- [Requirement a]: Set down the episode description word for word, covering the stretch from "September 13, 2022" through "students already know.".

- [Excerpt]:
○ ○ ○ ○ ○

# Ep 117: Math is Figureoutable, Even In High School

September 13, 2022 Pam Harris Episode 117
Math is Figure-Out-Able with Pam Harris
Ep 117: Math is Figureoutable, Even In High School

A lot of people feel like when it comes to high school math, it's just not possible to think and reason through things anymore. Not true! In this episode Pam and Kim make the transition from Proportional Reasoning to Functional Reasoning and writing the equation of a line using relationships and what students already know.
Talking Points:

• Is math always Figure-Out-Able?
• How ratio tables prepare students for linear functions
• Example Problem Strings
• Registration for workshops closes this Friday!

○ ○ ○ ○ ○

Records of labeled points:
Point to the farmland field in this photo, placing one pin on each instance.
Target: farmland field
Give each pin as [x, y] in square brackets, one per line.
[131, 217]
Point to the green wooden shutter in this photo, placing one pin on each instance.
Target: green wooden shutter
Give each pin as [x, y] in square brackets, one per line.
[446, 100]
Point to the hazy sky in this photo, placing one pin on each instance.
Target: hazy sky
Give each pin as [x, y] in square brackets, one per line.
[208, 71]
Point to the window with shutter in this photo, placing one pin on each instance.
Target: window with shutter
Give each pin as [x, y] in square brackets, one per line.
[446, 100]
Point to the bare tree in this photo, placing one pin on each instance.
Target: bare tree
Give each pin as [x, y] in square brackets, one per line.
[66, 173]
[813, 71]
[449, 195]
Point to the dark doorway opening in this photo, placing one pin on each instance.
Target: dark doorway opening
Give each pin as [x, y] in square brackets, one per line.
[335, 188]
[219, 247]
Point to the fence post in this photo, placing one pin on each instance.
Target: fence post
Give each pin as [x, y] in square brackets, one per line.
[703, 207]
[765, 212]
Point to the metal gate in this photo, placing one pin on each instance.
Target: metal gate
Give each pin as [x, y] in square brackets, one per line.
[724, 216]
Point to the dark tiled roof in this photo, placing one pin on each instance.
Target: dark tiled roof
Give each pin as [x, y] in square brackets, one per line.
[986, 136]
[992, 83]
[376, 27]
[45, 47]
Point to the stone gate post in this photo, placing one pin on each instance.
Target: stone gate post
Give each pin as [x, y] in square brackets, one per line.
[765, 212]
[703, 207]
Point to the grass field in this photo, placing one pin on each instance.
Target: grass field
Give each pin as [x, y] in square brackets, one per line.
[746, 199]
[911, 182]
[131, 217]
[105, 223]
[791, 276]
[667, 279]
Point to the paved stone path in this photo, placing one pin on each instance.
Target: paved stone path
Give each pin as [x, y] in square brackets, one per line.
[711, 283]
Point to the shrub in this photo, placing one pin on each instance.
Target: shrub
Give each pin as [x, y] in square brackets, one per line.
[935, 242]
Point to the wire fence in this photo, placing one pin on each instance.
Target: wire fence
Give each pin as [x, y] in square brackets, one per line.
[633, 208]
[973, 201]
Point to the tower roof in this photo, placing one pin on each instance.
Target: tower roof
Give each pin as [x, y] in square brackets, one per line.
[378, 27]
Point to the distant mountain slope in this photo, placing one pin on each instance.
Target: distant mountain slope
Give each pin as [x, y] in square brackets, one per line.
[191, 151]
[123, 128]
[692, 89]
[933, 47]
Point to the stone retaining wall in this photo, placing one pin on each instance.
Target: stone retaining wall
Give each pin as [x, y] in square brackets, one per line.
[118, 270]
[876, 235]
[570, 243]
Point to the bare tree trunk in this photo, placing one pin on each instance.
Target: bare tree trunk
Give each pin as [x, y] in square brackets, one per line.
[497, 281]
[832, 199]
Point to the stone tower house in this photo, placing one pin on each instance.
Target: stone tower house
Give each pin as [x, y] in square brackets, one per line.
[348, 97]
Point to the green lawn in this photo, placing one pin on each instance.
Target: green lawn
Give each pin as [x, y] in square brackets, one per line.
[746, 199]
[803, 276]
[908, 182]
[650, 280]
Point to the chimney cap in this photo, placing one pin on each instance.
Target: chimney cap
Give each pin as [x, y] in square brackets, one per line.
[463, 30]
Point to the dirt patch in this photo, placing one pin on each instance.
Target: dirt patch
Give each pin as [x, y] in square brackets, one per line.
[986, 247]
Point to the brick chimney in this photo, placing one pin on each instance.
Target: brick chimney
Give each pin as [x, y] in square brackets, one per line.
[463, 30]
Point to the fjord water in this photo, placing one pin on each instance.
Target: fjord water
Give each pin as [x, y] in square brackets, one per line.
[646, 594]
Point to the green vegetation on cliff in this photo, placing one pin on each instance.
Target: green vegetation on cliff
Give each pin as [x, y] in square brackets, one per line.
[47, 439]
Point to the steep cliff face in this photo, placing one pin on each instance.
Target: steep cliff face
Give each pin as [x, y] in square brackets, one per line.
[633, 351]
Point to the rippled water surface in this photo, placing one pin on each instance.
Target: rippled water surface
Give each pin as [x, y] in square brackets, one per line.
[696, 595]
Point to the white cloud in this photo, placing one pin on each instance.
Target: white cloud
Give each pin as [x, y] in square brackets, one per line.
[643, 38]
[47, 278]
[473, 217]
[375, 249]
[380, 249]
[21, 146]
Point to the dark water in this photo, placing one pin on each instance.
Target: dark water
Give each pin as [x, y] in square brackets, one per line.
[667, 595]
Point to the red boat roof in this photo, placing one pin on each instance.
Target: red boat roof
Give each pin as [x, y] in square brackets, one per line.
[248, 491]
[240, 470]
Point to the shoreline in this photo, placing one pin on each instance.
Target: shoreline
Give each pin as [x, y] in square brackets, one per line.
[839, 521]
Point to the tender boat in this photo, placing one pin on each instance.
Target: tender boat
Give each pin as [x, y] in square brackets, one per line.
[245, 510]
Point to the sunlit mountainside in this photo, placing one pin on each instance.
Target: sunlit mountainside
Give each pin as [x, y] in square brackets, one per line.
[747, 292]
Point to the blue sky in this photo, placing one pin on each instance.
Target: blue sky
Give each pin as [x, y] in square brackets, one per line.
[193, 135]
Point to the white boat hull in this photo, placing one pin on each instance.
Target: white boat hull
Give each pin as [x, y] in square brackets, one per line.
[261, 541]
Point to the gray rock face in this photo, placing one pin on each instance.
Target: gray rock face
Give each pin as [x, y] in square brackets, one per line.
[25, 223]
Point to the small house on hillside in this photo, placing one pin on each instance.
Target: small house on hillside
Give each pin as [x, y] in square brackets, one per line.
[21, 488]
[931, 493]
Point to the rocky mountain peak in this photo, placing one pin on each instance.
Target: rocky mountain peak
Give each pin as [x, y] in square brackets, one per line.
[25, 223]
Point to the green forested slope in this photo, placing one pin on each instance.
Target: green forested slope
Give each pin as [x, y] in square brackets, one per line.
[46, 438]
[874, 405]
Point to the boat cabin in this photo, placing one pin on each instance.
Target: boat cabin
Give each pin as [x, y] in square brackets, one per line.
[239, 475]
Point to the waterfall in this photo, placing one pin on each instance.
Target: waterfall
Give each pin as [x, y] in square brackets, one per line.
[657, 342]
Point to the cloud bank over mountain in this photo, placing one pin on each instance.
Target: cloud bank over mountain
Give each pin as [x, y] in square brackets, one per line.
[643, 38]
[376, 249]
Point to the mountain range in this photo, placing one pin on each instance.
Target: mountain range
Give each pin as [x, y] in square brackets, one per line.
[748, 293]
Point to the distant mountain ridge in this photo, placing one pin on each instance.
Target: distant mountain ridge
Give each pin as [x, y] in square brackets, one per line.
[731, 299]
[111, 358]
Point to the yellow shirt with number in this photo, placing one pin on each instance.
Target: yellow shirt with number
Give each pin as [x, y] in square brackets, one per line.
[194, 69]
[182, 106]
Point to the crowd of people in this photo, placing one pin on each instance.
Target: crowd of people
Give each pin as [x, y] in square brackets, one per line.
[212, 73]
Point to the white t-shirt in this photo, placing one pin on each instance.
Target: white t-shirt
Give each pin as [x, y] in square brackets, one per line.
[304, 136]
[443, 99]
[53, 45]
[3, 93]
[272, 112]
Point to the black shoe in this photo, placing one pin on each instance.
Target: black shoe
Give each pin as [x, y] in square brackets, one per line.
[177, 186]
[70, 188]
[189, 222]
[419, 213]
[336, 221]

○ ○ ○ ○ ○

- [Requirement b]: Determine how many lines of the records above contain the string "cloud", and give only that number.

- [Finished answer a]:
September 13, 2022 Pam Harris Episode 117
Math is Figure-Out-Able with Pam Harris
Ep 117: Math is Figureoutable, Even In High School

A lot of people feel like when it comes to high school math, it's just not possible to think and reason through things anymore. Not true! In this episode Pam and Kim make the transition from Proportional Reasoning to Functional Reasoning and writing the equation of a line using relationships and what students already know.

- [Finished answer b]: 4